◆ **EXCERPT**:
□ □ □ □
Wednesday, December 14, 2011

Three Rowing Nobel Laureates

In yesterday’s entry, Tim Koch sort of had reply to Sunday’s entry about rowing Nobel Prize winners, writing “Taking a random sample of great rowing universities we can see that Cambridge has produced 85 Nobel Prize winners, Columbia 72, Oxford 48, Harvard 43, Cornell 40, Princeton 32, and Yale 18. Someone with a lot of time on their hands could undoubtedly find a few rowers in this lot but it’s not going to be me.”

I was actually thinking the same thing, that among the rowers from some of these fine educational institutions, there might be a Nobel Prize winner, but I don’t have a name. Then late Sunday, I received an e-mail from Johan ten Berg, editor of the marvellous book about Holland Beker, which I wrote about on HTBS at the end of September.

Johan kindly pointed out that his rowing club, USR ‘Triton’, in Utrecht, Netherlands, has had not only one member getting a Nobel Prize, but three (3!). Johan goes on to say that one of the founding fathers of ‘Triton’, which was established in 1880, Willem Einthoven, received the Nobel Prize in Medicine in 1924 for inventing the ECG (or EKG). Einthoven is seen in the 1883 photograph above in the 2nd seat in the coxed four. In the 1990s, he was also depicted on a stamp in the Netherlands.

The two other ‘Triton’ rowing Nobel laureates are Nico Bloembergen, Nobel Prize in Physics (shared) in 1981, and Gerard ‘t Hooft, Nobel Prize in Physics (shared) in 1999.

Very impressive, indeed, Johan. Thank you very much for sharing!

Are there any other rowing Nobel Prize winners out there?
□ □ □ □
◆ **GIVEN RECORDS**:
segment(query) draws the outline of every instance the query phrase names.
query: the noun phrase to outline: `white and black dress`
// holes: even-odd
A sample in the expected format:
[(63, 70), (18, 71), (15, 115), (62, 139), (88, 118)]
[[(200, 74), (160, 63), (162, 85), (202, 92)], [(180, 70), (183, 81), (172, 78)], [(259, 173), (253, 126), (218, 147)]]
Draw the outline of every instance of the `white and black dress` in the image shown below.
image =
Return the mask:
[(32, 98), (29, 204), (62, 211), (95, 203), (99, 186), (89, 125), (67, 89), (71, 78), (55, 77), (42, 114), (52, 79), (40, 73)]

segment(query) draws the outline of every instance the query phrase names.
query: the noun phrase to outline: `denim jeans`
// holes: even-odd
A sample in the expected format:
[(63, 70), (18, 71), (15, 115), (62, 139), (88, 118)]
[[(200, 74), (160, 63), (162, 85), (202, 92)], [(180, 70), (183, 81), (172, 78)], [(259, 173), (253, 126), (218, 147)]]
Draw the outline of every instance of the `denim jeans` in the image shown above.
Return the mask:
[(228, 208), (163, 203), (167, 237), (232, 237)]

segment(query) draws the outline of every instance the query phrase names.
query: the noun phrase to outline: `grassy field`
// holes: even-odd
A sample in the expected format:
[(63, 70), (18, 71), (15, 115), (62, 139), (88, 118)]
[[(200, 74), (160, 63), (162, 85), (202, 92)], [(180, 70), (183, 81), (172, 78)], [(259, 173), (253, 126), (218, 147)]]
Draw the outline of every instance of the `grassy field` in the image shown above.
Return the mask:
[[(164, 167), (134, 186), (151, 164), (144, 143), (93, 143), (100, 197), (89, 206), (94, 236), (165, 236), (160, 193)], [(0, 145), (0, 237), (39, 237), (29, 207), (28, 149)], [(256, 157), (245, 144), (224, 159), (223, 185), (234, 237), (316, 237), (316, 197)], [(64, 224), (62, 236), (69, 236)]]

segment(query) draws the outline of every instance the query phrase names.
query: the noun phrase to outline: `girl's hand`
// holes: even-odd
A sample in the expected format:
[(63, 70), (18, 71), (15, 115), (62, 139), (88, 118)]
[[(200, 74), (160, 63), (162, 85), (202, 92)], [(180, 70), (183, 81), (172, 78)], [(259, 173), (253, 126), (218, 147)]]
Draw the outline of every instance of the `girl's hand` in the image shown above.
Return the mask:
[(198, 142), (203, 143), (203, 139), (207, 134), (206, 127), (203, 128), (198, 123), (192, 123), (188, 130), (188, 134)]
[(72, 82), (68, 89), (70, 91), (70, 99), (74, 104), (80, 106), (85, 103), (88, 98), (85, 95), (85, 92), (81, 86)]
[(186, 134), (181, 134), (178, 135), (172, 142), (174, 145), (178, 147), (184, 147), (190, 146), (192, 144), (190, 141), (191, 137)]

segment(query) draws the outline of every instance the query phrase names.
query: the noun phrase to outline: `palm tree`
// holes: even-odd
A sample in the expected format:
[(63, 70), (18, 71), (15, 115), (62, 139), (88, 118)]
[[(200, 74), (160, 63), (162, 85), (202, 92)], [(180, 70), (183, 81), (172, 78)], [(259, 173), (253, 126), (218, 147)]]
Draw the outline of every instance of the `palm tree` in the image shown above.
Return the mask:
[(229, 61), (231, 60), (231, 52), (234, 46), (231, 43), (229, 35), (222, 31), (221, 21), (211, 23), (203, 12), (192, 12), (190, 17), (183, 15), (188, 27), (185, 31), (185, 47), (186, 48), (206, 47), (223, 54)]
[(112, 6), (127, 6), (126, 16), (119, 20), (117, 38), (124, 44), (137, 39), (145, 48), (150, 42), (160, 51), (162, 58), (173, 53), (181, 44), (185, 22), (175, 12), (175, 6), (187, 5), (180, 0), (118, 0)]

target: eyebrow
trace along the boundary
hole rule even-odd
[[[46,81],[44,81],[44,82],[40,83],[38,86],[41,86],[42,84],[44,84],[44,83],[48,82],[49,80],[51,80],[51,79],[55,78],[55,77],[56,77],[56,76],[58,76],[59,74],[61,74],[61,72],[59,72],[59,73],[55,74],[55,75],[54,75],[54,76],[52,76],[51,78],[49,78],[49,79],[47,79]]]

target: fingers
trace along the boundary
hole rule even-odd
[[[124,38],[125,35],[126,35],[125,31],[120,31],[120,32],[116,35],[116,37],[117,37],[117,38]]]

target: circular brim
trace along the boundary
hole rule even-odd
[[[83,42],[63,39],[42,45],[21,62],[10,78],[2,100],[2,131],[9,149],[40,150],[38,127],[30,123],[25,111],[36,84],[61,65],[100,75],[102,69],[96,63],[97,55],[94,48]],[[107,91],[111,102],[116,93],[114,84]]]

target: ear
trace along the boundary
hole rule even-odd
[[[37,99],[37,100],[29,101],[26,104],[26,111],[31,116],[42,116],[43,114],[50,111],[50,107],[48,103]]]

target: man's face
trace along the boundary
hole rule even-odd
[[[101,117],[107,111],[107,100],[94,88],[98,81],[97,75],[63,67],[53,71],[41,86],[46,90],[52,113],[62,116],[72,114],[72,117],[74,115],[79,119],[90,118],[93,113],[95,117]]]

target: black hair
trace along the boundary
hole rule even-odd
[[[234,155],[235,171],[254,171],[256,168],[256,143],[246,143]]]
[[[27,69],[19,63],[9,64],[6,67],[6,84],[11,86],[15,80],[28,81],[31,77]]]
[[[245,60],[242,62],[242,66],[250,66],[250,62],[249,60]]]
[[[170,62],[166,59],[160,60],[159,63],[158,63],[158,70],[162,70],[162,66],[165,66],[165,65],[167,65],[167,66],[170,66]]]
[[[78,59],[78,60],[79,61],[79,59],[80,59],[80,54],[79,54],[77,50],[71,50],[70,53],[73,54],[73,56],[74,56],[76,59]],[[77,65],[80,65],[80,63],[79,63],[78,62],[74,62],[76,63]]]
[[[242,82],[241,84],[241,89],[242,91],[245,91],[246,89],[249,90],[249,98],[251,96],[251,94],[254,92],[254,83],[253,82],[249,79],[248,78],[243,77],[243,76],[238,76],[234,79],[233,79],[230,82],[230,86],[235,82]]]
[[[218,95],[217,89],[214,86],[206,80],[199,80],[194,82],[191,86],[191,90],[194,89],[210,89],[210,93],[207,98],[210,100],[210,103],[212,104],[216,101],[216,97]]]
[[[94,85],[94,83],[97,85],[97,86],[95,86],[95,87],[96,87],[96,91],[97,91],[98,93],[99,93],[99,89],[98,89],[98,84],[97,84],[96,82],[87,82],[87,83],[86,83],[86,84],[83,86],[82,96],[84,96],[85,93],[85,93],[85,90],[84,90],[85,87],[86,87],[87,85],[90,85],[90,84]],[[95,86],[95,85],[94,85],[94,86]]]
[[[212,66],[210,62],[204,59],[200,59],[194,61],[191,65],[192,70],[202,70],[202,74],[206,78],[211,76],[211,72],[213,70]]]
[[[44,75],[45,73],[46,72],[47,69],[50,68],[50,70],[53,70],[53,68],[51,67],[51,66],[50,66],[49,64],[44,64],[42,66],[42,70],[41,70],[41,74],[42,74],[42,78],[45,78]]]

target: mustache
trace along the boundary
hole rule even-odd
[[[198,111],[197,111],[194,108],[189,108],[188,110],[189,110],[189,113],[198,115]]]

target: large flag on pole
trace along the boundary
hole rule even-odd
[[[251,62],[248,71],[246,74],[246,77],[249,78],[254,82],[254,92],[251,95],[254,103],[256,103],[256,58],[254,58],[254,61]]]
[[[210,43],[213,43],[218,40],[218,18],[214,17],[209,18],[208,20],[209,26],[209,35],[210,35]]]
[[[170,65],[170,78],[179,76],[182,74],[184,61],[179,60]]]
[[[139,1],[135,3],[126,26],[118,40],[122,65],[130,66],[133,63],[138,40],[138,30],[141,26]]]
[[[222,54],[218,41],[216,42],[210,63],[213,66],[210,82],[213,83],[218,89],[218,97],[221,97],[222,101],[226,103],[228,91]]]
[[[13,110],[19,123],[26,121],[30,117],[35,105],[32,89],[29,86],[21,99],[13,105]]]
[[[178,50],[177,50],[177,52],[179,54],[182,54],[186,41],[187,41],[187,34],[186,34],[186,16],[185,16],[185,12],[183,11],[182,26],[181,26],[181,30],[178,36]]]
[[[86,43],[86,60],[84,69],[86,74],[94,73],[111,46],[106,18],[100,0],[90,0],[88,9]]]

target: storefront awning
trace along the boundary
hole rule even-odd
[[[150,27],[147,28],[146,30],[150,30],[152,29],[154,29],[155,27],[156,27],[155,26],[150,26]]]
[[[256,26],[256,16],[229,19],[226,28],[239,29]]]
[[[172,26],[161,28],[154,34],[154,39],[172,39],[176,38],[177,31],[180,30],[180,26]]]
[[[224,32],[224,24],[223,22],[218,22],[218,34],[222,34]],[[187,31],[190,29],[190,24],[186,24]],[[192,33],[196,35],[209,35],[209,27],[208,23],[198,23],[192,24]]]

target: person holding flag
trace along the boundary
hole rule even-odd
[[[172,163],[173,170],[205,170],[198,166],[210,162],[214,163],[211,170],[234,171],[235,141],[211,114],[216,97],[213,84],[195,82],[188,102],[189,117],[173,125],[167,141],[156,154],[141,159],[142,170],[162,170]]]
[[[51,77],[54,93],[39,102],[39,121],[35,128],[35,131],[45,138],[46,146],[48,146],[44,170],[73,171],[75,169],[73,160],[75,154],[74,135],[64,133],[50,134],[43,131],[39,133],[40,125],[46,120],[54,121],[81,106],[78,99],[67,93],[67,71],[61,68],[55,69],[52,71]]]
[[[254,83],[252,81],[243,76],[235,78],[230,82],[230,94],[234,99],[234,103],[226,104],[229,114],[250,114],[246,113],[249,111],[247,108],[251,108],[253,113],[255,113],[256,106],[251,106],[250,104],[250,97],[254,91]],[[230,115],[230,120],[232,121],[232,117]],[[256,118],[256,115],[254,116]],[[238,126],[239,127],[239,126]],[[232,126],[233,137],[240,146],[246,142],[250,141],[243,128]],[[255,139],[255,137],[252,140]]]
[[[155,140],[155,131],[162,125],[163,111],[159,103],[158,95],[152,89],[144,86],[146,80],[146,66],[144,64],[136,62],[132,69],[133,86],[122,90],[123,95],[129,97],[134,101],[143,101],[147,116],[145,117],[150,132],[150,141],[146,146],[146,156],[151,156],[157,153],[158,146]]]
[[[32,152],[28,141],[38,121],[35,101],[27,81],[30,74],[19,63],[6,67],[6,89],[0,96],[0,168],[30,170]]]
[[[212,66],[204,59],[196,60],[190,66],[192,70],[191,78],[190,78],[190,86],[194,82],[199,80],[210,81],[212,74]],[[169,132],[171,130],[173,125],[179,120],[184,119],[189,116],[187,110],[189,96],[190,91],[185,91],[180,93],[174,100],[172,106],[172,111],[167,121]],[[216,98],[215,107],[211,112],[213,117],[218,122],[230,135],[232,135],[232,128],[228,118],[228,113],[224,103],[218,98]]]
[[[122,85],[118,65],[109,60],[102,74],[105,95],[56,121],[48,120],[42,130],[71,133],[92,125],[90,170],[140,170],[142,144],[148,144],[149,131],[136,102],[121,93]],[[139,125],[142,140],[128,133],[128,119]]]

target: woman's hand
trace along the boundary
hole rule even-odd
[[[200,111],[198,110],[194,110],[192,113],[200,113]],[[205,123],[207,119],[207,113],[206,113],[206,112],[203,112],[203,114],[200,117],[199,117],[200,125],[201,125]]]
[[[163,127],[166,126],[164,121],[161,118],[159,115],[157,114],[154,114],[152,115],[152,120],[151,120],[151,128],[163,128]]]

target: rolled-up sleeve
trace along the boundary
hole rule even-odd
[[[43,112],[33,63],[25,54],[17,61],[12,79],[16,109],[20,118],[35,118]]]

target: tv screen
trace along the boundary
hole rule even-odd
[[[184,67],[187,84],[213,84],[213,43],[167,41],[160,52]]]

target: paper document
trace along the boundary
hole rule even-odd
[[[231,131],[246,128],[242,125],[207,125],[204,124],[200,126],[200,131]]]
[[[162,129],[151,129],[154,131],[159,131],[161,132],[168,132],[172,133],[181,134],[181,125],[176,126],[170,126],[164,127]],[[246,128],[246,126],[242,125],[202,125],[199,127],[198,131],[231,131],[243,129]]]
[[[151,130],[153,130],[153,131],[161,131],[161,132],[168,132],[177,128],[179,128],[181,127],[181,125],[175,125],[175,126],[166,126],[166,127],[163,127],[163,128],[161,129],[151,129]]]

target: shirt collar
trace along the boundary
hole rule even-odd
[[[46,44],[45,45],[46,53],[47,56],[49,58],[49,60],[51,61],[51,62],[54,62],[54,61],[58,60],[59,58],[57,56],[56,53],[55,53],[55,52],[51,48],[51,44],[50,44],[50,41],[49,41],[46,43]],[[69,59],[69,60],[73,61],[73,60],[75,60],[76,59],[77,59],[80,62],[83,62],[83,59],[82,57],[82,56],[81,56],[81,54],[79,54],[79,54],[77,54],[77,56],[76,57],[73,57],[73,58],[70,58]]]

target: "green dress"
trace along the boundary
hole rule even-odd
□ □ □ □
◆ **AIM OF THE EXERCISE**:
Translate this sentence from the post on rowing Nobel laureates into French: "The two other ‘Triton’ rowing Nobel laureates are Nico Bloembergen, Nobel Prize in Physics (shared) in 1981, and Gerard ‘t Hooft, Nobel Prize in Physics (shared) in 1999." The lines have nothing to do with the post on rowing Nobel laureates.

◆ **ANSWER TO THIS PROBLEM**:
Les deux autres rameurs de ‘Triton’ lauréats du prix Nobel sont Nico Bloembergen, prix Nobel de physique (partagé) en 1981, et Gerard ‘t Hooft, prix Nobel de physique (partagé) en 1999.